● **Assignment**: For every entry, output the exact wording.

● **Extracted information**:
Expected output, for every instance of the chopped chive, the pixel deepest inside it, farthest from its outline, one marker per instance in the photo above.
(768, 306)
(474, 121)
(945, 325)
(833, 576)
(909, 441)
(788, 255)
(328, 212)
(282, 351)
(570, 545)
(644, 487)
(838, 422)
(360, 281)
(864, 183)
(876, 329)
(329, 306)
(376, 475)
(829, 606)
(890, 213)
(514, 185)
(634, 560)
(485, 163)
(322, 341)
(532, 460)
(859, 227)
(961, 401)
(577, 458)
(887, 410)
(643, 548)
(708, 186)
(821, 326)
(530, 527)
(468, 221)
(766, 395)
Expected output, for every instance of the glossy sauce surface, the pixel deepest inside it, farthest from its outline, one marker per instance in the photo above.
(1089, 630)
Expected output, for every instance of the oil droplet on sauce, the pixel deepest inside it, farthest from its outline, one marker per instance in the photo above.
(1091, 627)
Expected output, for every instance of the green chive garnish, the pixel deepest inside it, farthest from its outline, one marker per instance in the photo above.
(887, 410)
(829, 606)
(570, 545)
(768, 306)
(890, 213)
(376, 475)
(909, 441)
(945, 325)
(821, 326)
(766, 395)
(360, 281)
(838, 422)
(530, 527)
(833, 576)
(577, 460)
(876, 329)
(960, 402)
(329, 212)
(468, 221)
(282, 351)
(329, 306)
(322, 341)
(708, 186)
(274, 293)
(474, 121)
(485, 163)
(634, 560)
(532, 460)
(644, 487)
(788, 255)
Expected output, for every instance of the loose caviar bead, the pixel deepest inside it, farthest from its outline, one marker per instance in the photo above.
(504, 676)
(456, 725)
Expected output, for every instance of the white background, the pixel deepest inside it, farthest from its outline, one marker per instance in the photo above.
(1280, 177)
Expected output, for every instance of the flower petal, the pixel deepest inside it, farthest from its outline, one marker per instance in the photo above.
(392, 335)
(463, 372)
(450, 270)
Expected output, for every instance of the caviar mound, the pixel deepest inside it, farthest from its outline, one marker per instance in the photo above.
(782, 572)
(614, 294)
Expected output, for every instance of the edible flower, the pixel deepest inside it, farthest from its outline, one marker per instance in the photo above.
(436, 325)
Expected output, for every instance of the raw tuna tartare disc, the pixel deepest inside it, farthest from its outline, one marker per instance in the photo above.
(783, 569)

● **Output of the task**:
Expected output, for every instance of the chopped chive, the pixel deepest inside it, farthest from its outline, one marker per instance in the photo above.
(768, 306)
(474, 121)
(945, 325)
(833, 576)
(909, 441)
(788, 255)
(328, 212)
(282, 351)
(570, 545)
(644, 487)
(838, 422)
(360, 281)
(864, 183)
(876, 329)
(329, 306)
(376, 475)
(829, 606)
(890, 213)
(514, 185)
(634, 560)
(485, 163)
(322, 341)
(532, 460)
(859, 227)
(961, 401)
(577, 458)
(887, 410)
(643, 548)
(708, 186)
(821, 326)
(530, 527)
(468, 221)
(766, 395)
Expected output, for every instance of the glossy sauce surface, the pixel deepest inside it, farthest from its outline, one marker per instance in the photo above.
(1089, 630)
Expected output, for every instance of the oil droplet on sauce, the pixel deepest inside it, farthest from its outline, one marker per instance in the photo above.
(1091, 627)
Expected output, for every instance of the green chive garnish, the pixel deepest inside it, farthest from its outline, one marker per instance in the photo above.
(887, 410)
(829, 606)
(570, 545)
(768, 306)
(890, 213)
(376, 475)
(909, 441)
(945, 325)
(821, 326)
(766, 395)
(360, 281)
(838, 422)
(530, 527)
(833, 576)
(577, 460)
(876, 329)
(960, 402)
(329, 212)
(468, 221)
(282, 351)
(329, 306)
(322, 341)
(708, 186)
(274, 293)
(474, 121)
(485, 163)
(634, 560)
(532, 460)
(644, 487)
(788, 255)
Expected output, for every instance of the loose caviar bead, the pixel deepest inside it, farthest from its outline, one marker per instance in the photo above.
(504, 676)
(456, 725)
Expected output, for every instance of the white background, the pixel deepest inside it, farthest from its outline, one marker per instance in the photo above.
(1280, 177)
Expected output, for every instance of the flower petal, the pixel deepest inside it, farthest from its outline, one marker per instance in the photo above.
(392, 335)
(463, 372)
(450, 270)
Expected output, for every instance of the caviar mound, the pixel deepest inside it, farthest from its outline, one marker per instance in the photo above.
(782, 572)
(614, 294)
Expected output, for every instance of the edible flower, the pixel deepest inside it, farthest from its outline, one marker per instance in the photo above.
(436, 325)
Expected output, for every instance of the raw tuna tartare disc, the pixel deepest inside it, farthest from its outline, one marker per instance in the photo above.
(783, 569)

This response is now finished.